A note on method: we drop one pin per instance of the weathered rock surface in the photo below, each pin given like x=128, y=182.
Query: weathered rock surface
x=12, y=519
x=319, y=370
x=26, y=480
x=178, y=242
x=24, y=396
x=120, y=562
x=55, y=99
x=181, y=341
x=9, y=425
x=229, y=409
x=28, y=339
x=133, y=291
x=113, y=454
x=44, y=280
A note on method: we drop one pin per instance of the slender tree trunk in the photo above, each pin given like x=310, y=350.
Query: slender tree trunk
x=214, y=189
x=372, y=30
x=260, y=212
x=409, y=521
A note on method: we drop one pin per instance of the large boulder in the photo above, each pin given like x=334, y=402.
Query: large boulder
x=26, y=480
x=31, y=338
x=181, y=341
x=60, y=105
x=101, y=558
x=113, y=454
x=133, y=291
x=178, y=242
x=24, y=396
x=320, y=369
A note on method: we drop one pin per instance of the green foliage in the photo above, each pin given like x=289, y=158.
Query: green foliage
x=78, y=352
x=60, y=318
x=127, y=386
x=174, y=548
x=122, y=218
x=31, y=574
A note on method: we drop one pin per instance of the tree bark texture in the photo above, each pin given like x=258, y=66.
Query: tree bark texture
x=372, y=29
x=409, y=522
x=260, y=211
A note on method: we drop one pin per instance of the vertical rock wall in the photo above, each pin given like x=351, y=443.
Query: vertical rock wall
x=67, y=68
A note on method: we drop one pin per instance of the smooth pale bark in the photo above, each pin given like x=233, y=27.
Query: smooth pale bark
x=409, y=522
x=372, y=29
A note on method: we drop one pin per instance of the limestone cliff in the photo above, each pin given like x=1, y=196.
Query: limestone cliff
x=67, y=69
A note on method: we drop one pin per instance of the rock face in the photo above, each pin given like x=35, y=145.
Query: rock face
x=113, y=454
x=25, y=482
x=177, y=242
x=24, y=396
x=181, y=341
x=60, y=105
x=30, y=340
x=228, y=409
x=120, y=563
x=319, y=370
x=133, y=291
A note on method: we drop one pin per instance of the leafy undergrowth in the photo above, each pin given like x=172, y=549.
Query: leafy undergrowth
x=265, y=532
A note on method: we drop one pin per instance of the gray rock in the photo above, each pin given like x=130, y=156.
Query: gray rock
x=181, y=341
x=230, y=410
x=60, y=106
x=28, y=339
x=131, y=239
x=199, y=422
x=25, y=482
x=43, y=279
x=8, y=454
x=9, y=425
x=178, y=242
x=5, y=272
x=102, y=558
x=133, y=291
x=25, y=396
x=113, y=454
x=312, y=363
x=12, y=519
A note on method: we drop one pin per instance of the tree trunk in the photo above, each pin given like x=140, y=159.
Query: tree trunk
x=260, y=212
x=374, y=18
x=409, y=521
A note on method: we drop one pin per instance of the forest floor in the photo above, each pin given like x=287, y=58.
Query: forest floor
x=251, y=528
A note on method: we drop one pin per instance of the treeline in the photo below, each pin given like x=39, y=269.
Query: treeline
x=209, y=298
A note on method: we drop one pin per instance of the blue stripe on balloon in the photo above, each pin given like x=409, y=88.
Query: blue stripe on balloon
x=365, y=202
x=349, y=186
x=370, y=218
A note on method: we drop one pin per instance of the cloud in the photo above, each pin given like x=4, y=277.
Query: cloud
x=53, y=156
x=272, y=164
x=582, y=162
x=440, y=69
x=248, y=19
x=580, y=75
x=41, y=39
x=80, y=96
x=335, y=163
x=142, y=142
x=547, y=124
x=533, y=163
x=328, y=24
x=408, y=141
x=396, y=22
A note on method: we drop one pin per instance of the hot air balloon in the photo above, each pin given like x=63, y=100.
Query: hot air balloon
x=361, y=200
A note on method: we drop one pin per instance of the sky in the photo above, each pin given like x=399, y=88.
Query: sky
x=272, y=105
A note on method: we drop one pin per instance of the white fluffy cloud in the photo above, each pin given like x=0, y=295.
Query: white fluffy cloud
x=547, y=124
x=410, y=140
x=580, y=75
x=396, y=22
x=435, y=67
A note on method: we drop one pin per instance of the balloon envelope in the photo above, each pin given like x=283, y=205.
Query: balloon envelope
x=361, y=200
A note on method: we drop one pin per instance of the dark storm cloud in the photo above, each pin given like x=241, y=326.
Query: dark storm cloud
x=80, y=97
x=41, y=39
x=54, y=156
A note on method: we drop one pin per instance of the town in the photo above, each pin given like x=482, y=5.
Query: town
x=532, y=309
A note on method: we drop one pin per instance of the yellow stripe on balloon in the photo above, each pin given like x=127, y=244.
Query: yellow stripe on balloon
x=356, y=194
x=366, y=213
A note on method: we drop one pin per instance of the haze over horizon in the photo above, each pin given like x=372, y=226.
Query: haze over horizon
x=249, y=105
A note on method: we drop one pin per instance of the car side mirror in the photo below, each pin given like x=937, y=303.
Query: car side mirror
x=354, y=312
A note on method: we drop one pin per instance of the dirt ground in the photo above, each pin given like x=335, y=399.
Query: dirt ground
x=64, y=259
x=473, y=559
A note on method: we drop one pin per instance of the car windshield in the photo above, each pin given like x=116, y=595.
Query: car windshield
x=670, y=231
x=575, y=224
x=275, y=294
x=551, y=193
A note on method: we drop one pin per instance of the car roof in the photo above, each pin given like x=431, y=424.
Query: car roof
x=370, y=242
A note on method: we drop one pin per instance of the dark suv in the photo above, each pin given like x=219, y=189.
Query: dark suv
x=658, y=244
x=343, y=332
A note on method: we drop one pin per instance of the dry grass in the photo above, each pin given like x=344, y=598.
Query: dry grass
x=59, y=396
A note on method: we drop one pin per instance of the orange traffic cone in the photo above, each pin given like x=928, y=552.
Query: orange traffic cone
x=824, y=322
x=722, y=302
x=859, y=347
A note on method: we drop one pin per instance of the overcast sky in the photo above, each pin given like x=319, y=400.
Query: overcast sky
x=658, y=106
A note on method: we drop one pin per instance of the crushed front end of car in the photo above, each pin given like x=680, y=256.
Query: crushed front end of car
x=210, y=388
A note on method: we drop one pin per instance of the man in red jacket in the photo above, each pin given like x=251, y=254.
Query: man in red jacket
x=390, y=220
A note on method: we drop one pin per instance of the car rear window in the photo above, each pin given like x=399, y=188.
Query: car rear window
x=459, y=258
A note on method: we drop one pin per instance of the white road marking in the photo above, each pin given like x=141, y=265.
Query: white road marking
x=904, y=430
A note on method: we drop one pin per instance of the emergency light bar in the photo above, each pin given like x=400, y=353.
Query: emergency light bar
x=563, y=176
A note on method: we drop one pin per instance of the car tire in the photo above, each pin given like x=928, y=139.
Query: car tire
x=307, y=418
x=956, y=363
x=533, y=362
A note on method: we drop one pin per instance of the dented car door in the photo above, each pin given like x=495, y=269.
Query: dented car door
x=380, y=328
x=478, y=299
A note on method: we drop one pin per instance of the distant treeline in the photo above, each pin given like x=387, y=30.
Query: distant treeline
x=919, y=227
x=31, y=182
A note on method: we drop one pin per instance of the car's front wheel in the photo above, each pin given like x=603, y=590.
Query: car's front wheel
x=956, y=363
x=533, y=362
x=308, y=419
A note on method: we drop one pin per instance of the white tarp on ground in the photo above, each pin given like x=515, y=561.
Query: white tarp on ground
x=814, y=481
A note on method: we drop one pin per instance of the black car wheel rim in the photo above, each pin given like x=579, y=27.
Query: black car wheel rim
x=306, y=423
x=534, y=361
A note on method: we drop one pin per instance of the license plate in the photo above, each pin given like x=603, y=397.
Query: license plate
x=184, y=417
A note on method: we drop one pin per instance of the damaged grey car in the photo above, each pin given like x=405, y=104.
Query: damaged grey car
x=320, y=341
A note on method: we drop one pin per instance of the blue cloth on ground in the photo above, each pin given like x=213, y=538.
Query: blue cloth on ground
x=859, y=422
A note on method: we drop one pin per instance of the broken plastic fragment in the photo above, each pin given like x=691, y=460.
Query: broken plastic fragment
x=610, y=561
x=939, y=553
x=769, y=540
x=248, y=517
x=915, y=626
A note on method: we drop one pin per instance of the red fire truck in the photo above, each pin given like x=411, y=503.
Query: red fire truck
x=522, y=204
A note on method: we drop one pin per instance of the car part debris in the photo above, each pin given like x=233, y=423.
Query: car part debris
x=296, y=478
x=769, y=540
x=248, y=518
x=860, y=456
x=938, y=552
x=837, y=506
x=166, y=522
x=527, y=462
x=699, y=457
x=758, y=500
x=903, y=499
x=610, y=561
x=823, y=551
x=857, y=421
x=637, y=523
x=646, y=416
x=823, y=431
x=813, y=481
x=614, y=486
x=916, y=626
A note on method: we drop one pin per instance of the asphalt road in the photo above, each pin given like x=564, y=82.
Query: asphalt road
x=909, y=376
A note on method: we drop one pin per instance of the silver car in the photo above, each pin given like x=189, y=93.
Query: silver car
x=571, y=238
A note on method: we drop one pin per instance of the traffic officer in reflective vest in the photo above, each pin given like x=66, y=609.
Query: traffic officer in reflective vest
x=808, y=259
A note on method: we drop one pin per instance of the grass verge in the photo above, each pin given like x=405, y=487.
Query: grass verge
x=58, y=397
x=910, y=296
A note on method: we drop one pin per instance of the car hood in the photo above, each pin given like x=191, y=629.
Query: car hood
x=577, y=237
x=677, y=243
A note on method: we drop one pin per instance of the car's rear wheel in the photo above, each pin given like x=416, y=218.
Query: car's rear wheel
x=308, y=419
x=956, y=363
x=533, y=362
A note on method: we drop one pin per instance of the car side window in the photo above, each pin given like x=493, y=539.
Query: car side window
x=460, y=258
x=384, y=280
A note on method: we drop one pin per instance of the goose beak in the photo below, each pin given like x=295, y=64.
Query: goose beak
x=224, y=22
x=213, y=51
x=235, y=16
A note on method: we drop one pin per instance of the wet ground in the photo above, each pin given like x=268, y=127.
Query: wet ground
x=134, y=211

**INSTRUCTIONS TO FOLLOW**
Referring to the material above, set down exactly the lines between the line with "Query: broken plastic fragment" and the line with "like x=233, y=423.", inclusive, and no other lines.

**REPLY TO THE TASK**
Query: broken plastic fragment
x=610, y=561
x=939, y=553
x=769, y=540
x=248, y=517
x=915, y=626
A note on method: we drop one pin per instance of the red fire truck in the photo above, each pin given like x=411, y=503.
Query: red fire truck
x=522, y=204
A note on method: we drop one pin per instance of the car part debris in the photo above, each pin given like x=233, y=423.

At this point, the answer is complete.